Turning 50 and the Catalyst for Change: Service and Community Engagement

Author: Annette Orozco Bhatia, Civic Responsibility and Student Development Coordinator, Borough of Manhattan Community College

Borough of Manhattan Community College (BMCC) first opened its doors to students in 1963, with a mission to provide an affordable, quality education.

In the 50 years since, we have done a lot of growing and learning, both inside and outside of the classroom. We have witnessed significant moments in American history and as New Yorkers, we have learned the most about ourselves – who we are, what we can handle, how we show up for others – in the face of adversity and how to move on exemplifying our college motto, “Start Here. Go Anywhere.”

In the aftermath of the 9/11 terror attacks, one of the College’s buildings, Fiterman Hall, was irreparably damaged when 7 World Trade Center fell. The building was closed due to safety issues. Because we lost Fiterman Hall, classes had to be held in our main building and in classrooms and modular spaces all over the city. There were also concerns about air quality, which meant that no windows could be opened. Despite this, we all showed up to continue teaching and learning.

Eleven years later, Hurricane Sandy hit us where we live, work and play. While necessary precautions were put into place, the campus did not expect the severe flooding, resulting in a one-week, college-wide closure. Using social media and text messaging, BMCC advised students of campus closures, where to find resources and assistance,  and when classes would resume. Communication with the college community was maintained, surprisingly, without one single letter being mailed out via the U.S. Postal Service.

BMCC 1After re-opening its doors, the college created initiatives to provide further information and assistance to those affected by the storm. What the college was not prepared for was the overwhelming response from students who desired not to receive assistance, but to provide it. A new group, BMCC Engaged in Service Together (BEST) was created to centralize existing while developing new volunteer opportunities providing disaster-related relief for many of the same neighborhoods that our students came from.

Many students jumped at the opportunity to volunteer with the BEST team. Given the diversity of our population, students were already having a difficult time managing work, classes and personal obligations. To better assist in connecting these students with service opportunities that fit their schedules, the BEST Coordinator began seeking to establish official partnerships with local non-profit organizations. One of the incentives was to have organizations posted as official community partners on the BMCC Co-Curricular Transcript (CCT). The CCT provides students with an official record of their civic engagement and co-curricular activities while enrolled at the college. When paired with the academic transcript, it provides a holistic representation of the student’s experience at BMCC.

BMCC 2Within five months of Sandy, BMCC formed official partnerships with some of the largest non-profit organizations in the city –  New York Cares, 9/11 Memorial and the Puppetry Arts. In addition, BMCC was among the first cohort of colleges selected to participate in CUNY Service Corps, a City University of New York program giving students the opportunity to be paid for serving the city with non-profit organizations. Through this program, the college has been able to establish additional partnerships with community organizations throughout the city. We are currently in talks with the NYC Food Bank and Catholic Charities of New York, as well as providing a large pool of seasoned student volunteers to serve as “Hospitality Guides” for the events leading up to the 2014 Super Bowl in the New York City area.

BMCC 3Perhaps it was fitting that the college focused on providing service to the community in preparing for its semi-centennial birthday. Looking back at all the college has done, the road to recovery from 9/11 and Sandy has shown us that great things can be born from catastrophe.  Following our own experiences with both man-made and natural disasters, The Division of Student Affairs realized that we can tap into the power of the human spirit to serve others for the greater good as we continue to build a civically responsible and engaged student body.

Supplied entries:
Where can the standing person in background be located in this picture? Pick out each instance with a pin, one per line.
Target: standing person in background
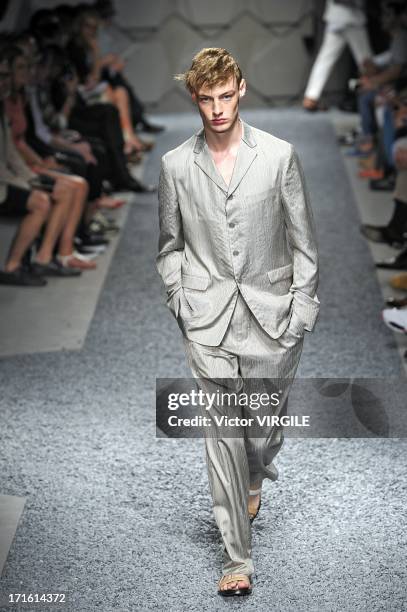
(345, 26)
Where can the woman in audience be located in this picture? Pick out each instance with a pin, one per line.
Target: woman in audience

Brief:
Reproduce verbatim the portion of the BMCC community-service article between "BMCC 3Perhaps it" and "engaged student body.", inclusive.

Answer to the exercise:
BMCC 3Perhaps it was fitting that the college focused on providing service to the community in preparing for its semi-centennial birthday. Looking back at all the college has done, the road to recovery from 9/11 and Sandy has shown us that great things can be born from catastrophe.  Following our own experiences with both man-made and natural disasters, The Division of Student Affairs realized that we can tap into the power of the human spirit to serve others for the greater good as we continue to build a civically responsible and engaged student body.